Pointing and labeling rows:

- - -

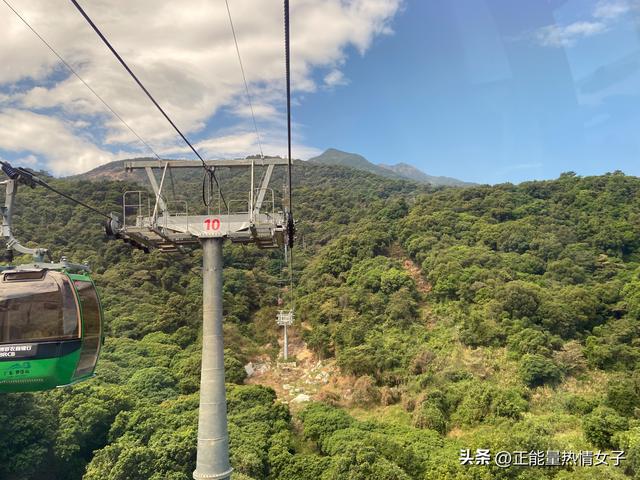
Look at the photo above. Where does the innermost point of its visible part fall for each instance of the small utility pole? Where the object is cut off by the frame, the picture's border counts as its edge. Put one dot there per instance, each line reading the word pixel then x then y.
pixel 285 319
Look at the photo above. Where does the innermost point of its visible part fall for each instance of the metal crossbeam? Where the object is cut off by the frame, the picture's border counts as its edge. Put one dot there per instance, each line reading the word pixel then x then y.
pixel 241 162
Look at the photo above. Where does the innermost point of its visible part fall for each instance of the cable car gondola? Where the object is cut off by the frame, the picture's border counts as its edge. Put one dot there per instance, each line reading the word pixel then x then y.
pixel 50 327
pixel 50 313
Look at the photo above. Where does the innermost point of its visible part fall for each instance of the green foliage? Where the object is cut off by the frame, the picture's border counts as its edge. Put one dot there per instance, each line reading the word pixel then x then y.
pixel 536 370
pixel 540 278
pixel 601 425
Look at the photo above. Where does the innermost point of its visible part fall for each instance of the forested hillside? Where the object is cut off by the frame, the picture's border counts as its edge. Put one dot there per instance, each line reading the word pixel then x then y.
pixel 502 317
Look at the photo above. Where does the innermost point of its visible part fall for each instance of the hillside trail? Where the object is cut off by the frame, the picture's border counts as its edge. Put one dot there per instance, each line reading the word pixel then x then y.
pixel 305 377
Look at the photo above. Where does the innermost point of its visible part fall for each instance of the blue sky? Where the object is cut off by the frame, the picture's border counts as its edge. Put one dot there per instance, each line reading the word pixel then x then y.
pixel 492 91
pixel 483 90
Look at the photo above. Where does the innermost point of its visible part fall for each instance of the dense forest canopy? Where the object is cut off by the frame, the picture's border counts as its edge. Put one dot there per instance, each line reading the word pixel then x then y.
pixel 501 317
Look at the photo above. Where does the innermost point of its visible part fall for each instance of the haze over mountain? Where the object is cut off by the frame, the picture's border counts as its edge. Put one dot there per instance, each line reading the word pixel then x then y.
pixel 402 170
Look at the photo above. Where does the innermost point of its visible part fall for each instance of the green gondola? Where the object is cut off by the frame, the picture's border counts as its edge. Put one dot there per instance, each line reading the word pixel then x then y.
pixel 50 327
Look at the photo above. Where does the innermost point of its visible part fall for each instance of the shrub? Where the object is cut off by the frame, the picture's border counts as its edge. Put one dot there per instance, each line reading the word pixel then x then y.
pixel 601 424
pixel 536 370
pixel 429 416
pixel 365 391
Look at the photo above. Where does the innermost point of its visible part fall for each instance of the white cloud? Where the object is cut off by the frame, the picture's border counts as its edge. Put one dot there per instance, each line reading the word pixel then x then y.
pixel 335 78
pixel 603 15
pixel 609 10
pixel 567 35
pixel 183 52
pixel 49 137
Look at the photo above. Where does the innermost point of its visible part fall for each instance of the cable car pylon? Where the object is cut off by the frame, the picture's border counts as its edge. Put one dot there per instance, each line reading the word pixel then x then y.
pixel 149 221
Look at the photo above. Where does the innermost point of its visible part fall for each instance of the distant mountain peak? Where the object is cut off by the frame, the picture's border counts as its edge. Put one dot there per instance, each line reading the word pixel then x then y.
pixel 401 170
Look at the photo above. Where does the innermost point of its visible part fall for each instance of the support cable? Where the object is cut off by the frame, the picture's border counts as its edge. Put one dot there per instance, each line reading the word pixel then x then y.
pixel 288 80
pixel 144 89
pixel 28 178
pixel 244 79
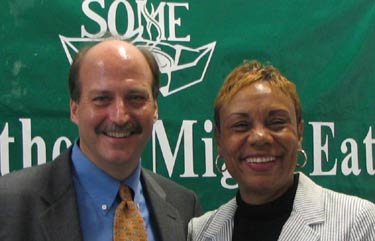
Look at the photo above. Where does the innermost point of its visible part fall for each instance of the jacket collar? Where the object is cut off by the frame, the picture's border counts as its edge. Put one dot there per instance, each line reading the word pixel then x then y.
pixel 166 217
pixel 308 210
pixel 60 219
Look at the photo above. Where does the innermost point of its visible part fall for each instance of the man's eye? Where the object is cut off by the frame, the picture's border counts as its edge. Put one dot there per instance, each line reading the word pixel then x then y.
pixel 101 99
pixel 137 98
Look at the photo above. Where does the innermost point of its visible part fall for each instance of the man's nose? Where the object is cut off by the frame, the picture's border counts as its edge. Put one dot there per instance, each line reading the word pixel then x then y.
pixel 119 112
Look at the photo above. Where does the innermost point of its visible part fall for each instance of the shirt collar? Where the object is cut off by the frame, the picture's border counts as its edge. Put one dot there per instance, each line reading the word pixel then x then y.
pixel 100 186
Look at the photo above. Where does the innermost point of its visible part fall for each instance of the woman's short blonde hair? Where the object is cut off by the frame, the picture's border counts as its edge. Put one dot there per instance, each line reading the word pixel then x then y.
pixel 249 72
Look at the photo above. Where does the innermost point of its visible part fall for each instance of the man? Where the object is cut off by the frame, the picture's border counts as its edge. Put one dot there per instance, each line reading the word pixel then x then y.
pixel 113 88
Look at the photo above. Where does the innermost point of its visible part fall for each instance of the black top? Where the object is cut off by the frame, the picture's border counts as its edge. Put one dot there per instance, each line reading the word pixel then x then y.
pixel 263 222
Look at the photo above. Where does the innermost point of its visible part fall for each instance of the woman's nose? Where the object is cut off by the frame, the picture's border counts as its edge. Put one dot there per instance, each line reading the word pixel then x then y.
pixel 259 136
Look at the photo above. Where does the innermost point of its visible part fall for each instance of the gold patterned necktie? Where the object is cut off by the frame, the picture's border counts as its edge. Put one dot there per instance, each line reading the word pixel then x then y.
pixel 128 224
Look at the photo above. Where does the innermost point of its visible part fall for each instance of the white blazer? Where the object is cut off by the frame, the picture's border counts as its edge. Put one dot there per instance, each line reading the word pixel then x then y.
pixel 318 214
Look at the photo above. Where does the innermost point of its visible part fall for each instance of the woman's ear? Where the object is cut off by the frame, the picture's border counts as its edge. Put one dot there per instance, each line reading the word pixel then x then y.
pixel 300 132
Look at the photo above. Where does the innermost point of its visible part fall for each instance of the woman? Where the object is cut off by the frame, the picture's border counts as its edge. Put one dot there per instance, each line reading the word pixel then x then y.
pixel 258 130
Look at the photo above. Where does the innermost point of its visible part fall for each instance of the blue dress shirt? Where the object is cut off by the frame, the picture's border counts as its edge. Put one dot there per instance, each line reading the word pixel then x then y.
pixel 97 198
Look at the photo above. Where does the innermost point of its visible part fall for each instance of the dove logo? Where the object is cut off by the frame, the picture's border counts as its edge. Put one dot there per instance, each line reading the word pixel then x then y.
pixel 157 27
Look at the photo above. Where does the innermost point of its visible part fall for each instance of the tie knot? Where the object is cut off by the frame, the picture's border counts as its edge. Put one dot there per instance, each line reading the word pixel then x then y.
pixel 125 193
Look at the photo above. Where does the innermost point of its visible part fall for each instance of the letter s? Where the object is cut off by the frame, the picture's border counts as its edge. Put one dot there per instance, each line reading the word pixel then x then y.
pixel 95 17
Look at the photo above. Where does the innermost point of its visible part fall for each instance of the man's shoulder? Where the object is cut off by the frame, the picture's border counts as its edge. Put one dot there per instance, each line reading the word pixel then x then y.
pixel 165 183
pixel 31 178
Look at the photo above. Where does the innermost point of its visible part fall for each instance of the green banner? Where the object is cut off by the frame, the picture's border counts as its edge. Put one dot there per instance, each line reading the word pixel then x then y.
pixel 325 47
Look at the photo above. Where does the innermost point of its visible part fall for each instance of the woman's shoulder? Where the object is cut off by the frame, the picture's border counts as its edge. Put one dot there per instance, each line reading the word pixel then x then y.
pixel 213 219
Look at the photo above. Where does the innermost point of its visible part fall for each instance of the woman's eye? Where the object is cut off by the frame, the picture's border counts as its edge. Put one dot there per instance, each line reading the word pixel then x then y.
pixel 277 123
pixel 240 126
pixel 100 98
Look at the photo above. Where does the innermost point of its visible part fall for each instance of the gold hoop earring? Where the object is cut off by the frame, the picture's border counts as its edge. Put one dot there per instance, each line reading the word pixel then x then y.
pixel 304 159
pixel 220 169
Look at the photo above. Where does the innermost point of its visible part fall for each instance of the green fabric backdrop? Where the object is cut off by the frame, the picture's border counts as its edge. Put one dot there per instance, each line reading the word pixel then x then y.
pixel 325 47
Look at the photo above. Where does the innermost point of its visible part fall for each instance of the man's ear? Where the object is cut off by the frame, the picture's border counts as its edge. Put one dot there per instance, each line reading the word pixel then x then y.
pixel 73 111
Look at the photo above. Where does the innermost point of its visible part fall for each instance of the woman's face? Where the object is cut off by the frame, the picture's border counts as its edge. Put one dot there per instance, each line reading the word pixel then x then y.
pixel 258 138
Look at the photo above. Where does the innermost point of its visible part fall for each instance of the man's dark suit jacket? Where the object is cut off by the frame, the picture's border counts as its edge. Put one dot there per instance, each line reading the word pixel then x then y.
pixel 40 204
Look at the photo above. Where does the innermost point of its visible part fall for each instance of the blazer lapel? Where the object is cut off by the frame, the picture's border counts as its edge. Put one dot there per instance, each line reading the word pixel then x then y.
pixel 165 215
pixel 308 210
pixel 60 221
pixel 221 226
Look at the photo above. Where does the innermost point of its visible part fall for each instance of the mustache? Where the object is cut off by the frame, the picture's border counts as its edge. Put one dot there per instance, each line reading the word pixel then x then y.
pixel 131 127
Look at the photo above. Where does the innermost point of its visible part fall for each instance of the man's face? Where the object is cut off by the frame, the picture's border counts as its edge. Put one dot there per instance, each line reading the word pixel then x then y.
pixel 116 110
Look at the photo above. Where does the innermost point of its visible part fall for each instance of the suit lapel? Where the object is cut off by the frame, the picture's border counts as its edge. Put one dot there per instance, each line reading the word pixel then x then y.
pixel 221 226
pixel 166 217
pixel 60 220
pixel 308 211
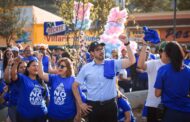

- - -

PROMPT. Copy the lines of the rows above word for word, starting at the line containing "of the support" and ending after the line containing "pixel 244 79".

SOLVED EXERCISE.
Look at the photo above. Where does the innermost point of its visible part fall for each instance of the support cable? Where the object is cut off by the frame, the picture's border counts as its edge. Put one dot there per instance, each line reading the word pixel then x then y.
pixel 288 80
pixel 144 89
pixel 28 178
pixel 244 79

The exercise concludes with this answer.